##### Records to process #####
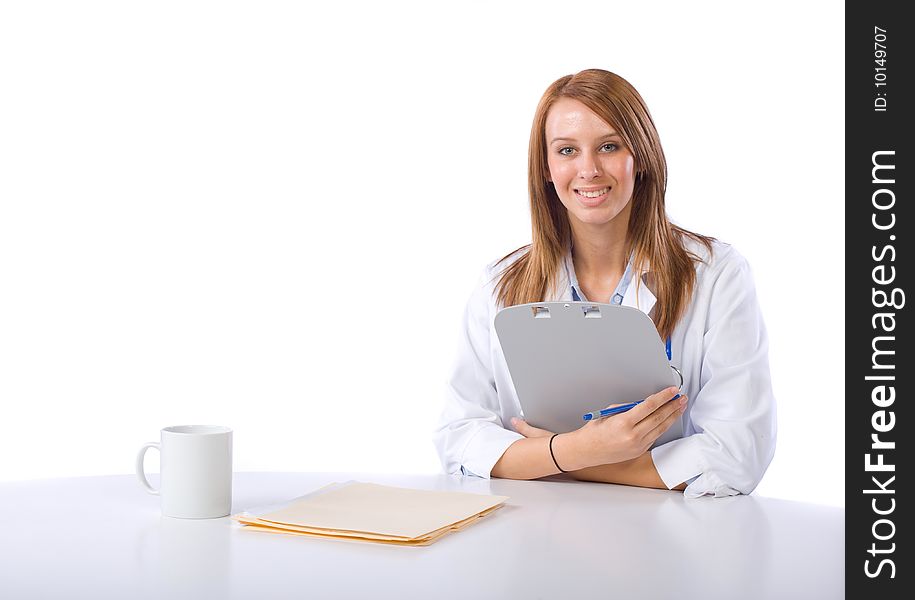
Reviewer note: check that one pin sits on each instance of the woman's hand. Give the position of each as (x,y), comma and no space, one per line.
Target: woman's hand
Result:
(627,435)
(522,427)
(616,438)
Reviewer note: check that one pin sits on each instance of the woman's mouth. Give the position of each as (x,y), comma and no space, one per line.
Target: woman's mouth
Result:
(592,197)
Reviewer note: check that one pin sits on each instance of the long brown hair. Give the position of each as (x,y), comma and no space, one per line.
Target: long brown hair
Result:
(655,242)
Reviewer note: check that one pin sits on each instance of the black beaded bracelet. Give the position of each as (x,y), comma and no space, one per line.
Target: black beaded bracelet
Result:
(554,456)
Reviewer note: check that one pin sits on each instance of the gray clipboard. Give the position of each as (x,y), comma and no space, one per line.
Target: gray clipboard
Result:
(570,358)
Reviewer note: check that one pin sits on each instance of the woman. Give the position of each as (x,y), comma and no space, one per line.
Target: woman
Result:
(597,178)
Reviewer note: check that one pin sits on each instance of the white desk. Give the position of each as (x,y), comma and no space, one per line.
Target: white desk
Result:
(103,537)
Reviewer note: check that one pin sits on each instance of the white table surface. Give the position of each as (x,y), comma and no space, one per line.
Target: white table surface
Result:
(103,537)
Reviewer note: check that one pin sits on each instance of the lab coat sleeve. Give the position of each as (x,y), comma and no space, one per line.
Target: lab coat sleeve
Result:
(471,437)
(733,412)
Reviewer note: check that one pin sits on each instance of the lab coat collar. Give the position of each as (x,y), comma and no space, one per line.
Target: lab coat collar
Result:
(637,295)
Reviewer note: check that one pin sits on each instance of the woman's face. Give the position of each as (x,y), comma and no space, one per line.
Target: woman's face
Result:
(592,170)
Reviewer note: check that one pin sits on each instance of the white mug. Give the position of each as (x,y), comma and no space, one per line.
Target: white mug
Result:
(196,471)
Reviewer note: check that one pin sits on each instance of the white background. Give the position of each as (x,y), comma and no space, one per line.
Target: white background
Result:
(269,215)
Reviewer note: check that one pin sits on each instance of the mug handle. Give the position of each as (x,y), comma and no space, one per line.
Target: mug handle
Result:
(141,474)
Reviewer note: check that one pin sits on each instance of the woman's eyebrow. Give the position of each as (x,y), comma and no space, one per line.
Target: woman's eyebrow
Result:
(604,137)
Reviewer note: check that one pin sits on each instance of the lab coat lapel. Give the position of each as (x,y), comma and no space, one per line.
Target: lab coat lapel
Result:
(639,296)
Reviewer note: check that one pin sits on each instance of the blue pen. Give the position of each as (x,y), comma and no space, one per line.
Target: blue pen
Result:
(615,410)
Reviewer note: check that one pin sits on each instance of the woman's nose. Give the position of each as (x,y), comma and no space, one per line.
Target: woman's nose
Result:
(589,167)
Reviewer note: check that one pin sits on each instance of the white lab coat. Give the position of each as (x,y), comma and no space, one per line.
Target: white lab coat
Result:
(720,346)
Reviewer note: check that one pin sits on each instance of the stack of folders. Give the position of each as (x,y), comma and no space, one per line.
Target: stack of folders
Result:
(369,512)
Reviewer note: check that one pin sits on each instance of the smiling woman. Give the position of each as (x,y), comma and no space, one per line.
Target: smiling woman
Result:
(597,179)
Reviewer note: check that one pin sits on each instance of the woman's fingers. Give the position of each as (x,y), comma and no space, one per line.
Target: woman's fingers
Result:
(664,418)
(651,404)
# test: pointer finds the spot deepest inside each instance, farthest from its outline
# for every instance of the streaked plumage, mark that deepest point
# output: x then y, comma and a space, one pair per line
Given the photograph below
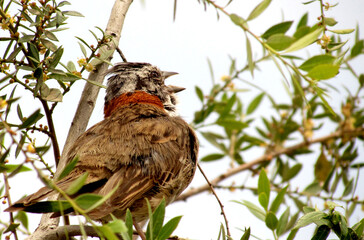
140, 145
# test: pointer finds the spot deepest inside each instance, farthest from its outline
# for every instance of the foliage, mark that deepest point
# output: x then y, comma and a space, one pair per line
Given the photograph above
32, 63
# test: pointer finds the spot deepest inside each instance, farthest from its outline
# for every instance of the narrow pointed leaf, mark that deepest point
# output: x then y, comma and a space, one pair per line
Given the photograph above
168, 228
77, 184
68, 168
305, 41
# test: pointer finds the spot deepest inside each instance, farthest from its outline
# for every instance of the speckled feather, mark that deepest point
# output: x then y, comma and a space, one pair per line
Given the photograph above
141, 148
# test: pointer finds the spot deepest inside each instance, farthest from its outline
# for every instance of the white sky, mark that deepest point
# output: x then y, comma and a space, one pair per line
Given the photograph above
150, 35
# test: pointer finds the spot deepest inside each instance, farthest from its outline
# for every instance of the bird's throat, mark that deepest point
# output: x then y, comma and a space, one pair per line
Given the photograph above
138, 97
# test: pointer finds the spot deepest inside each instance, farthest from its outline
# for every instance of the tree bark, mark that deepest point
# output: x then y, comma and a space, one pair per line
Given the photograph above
86, 105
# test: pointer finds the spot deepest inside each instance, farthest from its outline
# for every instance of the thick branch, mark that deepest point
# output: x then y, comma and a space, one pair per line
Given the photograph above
90, 92
268, 157
86, 104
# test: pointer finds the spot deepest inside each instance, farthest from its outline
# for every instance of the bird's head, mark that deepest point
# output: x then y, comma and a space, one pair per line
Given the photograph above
129, 78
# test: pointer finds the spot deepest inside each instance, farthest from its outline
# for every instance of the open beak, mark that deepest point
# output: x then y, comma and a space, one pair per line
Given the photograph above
175, 89
168, 74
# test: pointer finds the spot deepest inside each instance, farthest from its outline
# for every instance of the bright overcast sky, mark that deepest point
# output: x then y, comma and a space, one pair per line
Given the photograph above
150, 35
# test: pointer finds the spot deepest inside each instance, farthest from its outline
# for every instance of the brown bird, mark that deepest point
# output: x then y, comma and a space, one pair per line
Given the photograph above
141, 146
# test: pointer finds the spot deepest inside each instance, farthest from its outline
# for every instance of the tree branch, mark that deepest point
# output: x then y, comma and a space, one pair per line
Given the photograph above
268, 157
86, 105
90, 91
62, 233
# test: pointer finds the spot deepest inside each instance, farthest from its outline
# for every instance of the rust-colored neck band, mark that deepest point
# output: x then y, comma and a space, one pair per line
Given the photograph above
130, 98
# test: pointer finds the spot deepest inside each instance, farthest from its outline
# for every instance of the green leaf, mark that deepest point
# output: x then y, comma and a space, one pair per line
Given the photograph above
322, 168
33, 51
77, 184
158, 218
359, 227
238, 20
168, 228
19, 146
322, 233
117, 226
85, 201
305, 41
324, 71
212, 157
314, 61
330, 22
278, 200
60, 18
107, 232
357, 48
68, 168
54, 95
264, 184
280, 41
312, 189
303, 21
246, 234
309, 218
83, 50
71, 67
283, 222
63, 3
96, 83
47, 207
31, 119
259, 9
271, 221
12, 227
254, 209
50, 35
232, 124
278, 28
292, 172
199, 93
10, 168
348, 188
343, 31
249, 55
26, 38
229, 105
254, 104
129, 223
49, 45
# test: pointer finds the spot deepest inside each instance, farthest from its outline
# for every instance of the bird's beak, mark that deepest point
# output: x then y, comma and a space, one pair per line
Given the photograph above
168, 74
175, 89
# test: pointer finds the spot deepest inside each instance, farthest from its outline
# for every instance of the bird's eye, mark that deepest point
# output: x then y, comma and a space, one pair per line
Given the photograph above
155, 74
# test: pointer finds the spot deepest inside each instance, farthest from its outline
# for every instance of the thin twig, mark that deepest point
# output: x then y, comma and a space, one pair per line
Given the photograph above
7, 193
269, 157
217, 198
121, 54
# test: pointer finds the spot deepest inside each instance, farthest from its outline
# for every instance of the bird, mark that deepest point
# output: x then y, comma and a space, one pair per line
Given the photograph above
141, 149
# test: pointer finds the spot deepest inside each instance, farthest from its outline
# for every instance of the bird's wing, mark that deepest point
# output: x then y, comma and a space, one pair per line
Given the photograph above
137, 151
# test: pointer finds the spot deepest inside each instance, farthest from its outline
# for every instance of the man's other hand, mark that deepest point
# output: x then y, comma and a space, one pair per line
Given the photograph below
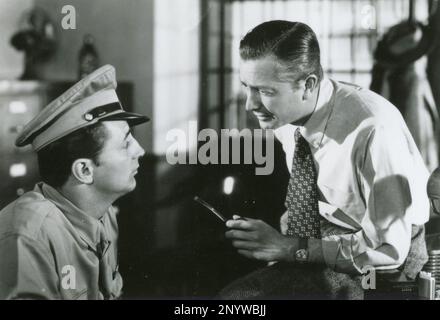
257, 240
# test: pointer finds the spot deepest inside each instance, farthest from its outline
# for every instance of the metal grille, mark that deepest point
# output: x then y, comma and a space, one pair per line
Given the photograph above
347, 30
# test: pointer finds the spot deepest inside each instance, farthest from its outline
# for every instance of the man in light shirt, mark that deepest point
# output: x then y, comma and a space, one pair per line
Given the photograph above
369, 179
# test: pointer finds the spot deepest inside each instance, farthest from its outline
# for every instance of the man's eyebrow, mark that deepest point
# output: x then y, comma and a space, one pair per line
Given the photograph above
128, 133
257, 87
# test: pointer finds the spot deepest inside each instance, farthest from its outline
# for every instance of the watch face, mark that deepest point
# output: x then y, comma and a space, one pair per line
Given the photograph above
301, 255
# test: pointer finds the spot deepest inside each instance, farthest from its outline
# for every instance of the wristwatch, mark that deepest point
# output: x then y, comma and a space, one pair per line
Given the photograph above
302, 253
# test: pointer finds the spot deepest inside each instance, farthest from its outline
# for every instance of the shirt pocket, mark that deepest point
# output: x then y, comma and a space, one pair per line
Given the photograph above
348, 203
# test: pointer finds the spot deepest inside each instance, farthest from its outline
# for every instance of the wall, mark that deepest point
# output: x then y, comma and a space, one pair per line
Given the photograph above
11, 60
123, 31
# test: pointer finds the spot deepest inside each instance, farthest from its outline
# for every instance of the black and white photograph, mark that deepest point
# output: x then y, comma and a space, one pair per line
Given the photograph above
220, 154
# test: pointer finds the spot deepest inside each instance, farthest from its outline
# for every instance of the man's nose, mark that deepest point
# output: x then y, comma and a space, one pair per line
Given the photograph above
139, 151
253, 101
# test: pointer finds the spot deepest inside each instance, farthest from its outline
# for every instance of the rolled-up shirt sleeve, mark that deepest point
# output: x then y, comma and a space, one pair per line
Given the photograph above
27, 270
392, 180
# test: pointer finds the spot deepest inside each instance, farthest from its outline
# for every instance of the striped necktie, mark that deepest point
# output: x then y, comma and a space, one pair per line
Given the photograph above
302, 198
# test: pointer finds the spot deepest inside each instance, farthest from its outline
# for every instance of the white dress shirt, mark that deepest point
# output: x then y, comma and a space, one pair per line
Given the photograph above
371, 177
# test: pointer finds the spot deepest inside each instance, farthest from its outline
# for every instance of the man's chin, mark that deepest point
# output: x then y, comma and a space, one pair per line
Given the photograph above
269, 124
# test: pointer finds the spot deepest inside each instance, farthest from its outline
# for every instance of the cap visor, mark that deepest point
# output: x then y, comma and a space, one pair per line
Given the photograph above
133, 119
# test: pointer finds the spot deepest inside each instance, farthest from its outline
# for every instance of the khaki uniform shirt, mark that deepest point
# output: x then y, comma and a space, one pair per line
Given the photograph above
50, 249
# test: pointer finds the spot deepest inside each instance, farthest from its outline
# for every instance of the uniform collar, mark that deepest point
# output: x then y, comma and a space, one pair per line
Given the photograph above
87, 226
314, 129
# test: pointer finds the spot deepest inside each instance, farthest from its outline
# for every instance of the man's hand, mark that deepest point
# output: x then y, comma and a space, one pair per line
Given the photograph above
256, 239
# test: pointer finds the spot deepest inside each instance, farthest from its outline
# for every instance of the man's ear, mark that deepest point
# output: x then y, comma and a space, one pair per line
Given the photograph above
82, 170
310, 85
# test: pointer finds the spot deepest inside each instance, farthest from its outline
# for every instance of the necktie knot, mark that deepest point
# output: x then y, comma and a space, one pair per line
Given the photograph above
298, 135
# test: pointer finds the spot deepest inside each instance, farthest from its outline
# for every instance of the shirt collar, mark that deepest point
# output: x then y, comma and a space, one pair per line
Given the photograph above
87, 226
314, 129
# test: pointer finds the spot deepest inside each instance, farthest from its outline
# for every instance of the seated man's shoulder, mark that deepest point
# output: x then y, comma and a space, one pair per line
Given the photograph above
365, 106
28, 215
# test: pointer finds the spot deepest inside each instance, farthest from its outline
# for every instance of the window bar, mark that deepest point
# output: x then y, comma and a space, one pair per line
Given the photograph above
203, 61
352, 41
222, 65
330, 36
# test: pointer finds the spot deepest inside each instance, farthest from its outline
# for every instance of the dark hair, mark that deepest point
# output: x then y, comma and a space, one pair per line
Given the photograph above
56, 159
294, 44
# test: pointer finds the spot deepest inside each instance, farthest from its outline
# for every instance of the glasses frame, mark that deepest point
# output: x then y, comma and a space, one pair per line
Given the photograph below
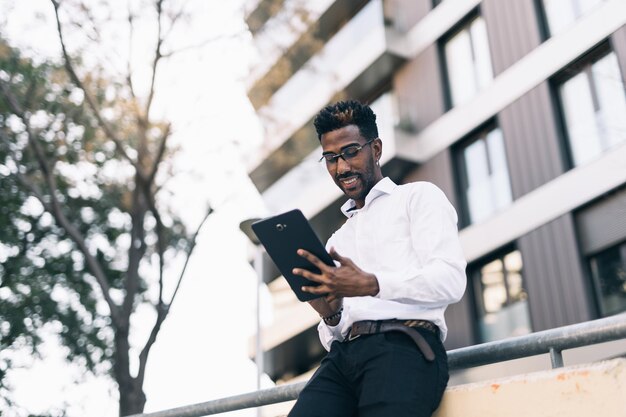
342, 155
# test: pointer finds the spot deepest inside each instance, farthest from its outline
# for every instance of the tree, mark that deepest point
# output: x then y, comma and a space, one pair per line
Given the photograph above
85, 236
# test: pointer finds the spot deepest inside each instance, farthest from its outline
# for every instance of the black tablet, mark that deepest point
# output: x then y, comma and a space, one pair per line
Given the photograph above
282, 236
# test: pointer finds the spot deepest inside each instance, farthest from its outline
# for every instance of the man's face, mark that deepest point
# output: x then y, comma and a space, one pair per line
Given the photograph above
355, 175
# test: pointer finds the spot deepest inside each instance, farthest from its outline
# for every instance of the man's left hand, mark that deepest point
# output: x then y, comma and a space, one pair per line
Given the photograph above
345, 280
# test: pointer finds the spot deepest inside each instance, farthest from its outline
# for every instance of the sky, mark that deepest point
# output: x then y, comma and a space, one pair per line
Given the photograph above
202, 350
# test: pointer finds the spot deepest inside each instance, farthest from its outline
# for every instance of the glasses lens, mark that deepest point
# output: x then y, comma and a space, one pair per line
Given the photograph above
351, 151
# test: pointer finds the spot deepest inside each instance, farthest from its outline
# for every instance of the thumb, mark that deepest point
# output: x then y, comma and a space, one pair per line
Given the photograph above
341, 259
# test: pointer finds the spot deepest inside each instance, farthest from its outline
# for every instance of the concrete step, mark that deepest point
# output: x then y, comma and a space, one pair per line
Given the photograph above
596, 389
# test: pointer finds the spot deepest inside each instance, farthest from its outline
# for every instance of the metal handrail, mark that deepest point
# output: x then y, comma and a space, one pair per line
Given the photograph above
551, 341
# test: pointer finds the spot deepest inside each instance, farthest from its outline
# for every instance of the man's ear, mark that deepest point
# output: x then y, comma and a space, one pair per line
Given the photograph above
377, 147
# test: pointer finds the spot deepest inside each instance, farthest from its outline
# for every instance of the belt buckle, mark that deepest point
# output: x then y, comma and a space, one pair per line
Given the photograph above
351, 337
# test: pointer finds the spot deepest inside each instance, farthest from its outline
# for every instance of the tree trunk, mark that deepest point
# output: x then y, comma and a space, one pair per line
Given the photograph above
132, 397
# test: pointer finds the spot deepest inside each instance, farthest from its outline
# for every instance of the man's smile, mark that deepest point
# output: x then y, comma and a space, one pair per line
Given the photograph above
349, 181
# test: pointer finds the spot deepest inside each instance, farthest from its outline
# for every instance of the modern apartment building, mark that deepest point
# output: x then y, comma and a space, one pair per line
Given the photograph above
516, 109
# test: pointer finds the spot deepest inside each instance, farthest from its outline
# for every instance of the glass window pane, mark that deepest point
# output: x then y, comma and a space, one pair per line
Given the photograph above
482, 58
486, 171
502, 306
468, 61
612, 100
500, 184
563, 13
478, 192
609, 271
580, 119
494, 291
458, 52
560, 14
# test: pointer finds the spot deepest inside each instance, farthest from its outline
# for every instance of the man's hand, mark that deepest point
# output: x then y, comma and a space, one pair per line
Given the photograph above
346, 280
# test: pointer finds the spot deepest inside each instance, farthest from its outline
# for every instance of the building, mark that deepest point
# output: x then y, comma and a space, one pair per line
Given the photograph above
515, 108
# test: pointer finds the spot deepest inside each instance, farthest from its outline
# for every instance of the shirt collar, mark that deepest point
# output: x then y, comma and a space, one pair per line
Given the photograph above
384, 186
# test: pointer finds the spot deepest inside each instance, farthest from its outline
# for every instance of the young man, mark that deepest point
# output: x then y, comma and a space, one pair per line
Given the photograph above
399, 264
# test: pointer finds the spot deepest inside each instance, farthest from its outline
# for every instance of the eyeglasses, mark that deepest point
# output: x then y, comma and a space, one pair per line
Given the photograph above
348, 153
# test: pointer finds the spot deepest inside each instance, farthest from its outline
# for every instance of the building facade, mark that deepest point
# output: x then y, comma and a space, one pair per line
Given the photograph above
516, 109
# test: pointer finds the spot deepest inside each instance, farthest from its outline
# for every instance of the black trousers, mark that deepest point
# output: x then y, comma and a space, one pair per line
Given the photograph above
379, 375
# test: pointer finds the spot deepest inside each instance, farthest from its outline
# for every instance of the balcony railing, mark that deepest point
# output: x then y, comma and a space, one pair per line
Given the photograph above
552, 341
357, 48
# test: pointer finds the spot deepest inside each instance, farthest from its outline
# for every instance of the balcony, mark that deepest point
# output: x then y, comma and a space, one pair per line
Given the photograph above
359, 58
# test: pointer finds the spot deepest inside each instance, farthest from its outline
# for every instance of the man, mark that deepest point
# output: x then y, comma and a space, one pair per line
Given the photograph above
399, 264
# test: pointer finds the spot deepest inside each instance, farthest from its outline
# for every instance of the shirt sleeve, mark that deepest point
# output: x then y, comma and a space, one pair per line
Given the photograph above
437, 278
328, 334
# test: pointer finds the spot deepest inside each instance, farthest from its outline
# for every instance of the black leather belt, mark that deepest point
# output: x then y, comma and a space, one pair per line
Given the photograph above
407, 327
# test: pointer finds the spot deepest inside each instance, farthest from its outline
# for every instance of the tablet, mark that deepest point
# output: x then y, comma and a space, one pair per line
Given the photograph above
282, 236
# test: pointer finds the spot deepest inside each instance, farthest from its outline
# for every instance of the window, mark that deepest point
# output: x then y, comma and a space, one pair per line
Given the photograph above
500, 297
594, 105
560, 14
484, 176
468, 61
608, 270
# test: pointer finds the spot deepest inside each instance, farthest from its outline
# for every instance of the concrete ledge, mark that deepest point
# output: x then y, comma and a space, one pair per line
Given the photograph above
597, 389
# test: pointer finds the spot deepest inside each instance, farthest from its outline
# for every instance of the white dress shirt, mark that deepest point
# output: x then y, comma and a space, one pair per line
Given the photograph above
407, 236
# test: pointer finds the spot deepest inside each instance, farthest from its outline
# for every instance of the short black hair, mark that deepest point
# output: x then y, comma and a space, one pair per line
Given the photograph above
346, 113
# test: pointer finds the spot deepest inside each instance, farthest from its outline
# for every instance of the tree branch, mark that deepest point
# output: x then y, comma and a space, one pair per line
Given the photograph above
159, 156
54, 206
90, 101
189, 253
198, 45
164, 309
157, 58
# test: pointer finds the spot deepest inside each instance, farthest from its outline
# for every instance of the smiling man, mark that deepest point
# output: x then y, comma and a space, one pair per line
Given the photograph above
399, 264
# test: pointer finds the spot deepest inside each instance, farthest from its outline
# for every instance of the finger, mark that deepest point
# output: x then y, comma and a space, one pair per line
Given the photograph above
314, 260
343, 260
319, 290
309, 275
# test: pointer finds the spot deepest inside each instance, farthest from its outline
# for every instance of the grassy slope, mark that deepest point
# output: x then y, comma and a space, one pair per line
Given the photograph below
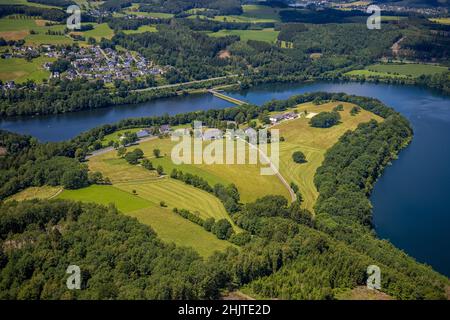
#####
Gather each line of the listing containing the word "lapel" and show it.

Reviewer note: check that one pin sits on each instance of the lab coat lapel. Give the position of each as (x,y), comma and no space, one per line.
Target: lab coat lapel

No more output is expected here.